#### [Directions for this task]
Rewrite the stretch from the line containing "Mark every instance of the boat" through the line containing "Mark every instance of the sky", renaming "one point" to "a single point" and keeping everything else unchanged.

#### [Collected data]
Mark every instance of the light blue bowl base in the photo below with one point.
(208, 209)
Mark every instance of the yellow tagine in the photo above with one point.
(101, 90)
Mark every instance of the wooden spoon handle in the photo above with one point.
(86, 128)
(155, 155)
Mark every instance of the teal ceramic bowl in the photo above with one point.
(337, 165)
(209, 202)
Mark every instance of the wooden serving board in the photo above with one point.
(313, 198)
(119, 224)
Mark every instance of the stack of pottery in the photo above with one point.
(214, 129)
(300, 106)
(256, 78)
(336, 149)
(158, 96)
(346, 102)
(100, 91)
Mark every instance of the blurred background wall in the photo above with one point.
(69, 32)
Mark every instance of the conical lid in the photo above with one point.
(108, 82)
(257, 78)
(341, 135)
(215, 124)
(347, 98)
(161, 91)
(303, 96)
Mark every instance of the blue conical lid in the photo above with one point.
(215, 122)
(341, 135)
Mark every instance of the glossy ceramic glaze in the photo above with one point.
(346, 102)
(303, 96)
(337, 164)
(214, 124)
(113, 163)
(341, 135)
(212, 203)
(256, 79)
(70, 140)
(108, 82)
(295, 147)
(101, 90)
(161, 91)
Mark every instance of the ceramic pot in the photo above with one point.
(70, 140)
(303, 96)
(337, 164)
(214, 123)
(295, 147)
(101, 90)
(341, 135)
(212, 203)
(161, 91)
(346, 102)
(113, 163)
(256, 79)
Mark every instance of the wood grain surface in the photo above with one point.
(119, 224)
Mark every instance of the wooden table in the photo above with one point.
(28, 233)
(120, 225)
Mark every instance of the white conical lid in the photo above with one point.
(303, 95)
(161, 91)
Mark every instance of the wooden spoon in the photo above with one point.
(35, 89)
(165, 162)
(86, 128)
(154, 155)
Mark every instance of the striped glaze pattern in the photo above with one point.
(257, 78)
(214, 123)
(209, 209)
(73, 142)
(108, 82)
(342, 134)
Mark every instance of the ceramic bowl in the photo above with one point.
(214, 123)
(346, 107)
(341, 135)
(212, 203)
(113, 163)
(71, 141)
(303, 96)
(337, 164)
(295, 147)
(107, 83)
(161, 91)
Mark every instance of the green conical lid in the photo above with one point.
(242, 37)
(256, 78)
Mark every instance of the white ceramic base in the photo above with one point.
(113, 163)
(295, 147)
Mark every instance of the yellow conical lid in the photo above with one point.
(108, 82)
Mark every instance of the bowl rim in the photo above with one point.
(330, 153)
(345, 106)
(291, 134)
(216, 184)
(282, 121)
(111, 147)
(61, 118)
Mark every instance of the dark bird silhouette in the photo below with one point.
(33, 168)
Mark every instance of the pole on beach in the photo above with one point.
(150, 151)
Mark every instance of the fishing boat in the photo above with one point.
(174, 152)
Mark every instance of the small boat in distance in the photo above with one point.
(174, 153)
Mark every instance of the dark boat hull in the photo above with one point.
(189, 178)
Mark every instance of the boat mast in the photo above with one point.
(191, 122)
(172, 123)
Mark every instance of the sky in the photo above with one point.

...

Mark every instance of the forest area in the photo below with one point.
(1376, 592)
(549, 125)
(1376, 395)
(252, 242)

#### [Output of the task]
Mark every instance of the boat mast in the photo above with a single point.
(191, 122)
(172, 123)
Mark every instance of the sky in the photo above with a single point.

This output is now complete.